───── DATASET ENTRIES ─────
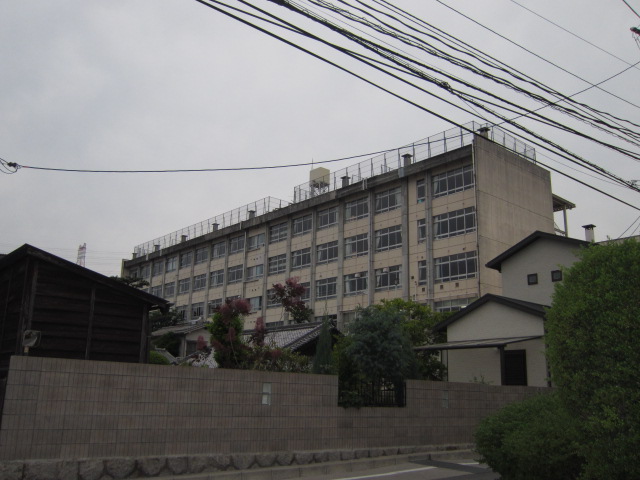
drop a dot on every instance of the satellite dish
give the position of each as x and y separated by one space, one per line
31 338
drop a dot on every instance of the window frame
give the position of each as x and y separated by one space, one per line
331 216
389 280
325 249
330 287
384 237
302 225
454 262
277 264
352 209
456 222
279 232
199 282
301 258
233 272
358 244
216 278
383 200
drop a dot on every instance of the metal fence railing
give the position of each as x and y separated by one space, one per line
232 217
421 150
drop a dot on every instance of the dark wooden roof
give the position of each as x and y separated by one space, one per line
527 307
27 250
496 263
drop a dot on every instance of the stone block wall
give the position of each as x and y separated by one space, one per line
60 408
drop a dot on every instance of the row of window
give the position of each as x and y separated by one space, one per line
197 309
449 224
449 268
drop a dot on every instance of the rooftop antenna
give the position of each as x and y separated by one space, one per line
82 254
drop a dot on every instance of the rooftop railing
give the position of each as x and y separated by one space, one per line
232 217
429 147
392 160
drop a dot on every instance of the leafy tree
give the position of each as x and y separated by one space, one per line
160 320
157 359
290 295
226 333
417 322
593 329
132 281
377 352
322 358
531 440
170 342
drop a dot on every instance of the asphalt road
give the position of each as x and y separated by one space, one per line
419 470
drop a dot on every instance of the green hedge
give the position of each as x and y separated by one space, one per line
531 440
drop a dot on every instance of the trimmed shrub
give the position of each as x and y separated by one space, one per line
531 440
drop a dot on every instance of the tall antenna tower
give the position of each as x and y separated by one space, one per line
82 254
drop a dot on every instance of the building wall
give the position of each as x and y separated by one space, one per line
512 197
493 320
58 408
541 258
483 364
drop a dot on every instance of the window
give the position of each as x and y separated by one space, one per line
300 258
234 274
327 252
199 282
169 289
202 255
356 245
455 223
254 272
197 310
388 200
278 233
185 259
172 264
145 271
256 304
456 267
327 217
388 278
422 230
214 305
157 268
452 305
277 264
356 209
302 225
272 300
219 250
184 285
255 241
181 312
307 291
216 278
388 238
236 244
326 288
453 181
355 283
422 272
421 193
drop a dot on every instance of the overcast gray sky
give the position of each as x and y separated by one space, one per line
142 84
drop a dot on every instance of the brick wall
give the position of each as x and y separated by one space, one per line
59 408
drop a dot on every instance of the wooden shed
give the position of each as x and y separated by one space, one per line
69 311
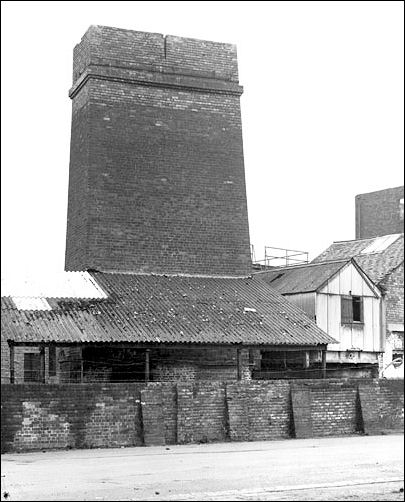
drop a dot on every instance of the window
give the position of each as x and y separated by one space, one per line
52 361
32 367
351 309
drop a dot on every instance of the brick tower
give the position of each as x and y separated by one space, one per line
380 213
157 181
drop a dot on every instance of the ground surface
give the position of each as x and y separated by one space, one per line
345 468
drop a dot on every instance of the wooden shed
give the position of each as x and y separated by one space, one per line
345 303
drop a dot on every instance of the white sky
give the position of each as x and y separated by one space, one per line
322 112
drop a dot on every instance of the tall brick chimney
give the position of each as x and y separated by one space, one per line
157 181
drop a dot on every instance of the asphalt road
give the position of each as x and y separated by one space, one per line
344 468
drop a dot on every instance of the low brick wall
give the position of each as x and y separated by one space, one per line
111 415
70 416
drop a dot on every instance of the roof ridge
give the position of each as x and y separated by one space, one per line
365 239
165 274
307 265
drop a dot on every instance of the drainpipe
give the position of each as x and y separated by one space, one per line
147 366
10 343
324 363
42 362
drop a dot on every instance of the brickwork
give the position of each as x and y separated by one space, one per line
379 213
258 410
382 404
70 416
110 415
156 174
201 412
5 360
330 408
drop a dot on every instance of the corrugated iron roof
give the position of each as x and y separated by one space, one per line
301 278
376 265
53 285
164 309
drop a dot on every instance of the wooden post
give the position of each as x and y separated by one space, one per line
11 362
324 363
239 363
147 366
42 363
─────
Reproduce the lines from the one containing "drop a dot on every instance of the brickwork" to the end of the entries, keeping both ends and adding nothing.

TASK SOLUTION:
drop a dot on every instance of the brickwork
give the position of each as x and y separated by one space, one per line
379 213
258 410
382 404
70 416
110 415
156 174
201 412
5 360
330 408
drop a dot on every instance of the corrugated iron roof
give the position of each as x and y separated by one space, one per line
301 278
376 265
53 285
164 309
drop a dot on every instance of the wooden post
give the position of each as x and y separated by one space, one per line
11 362
324 363
239 363
147 366
42 363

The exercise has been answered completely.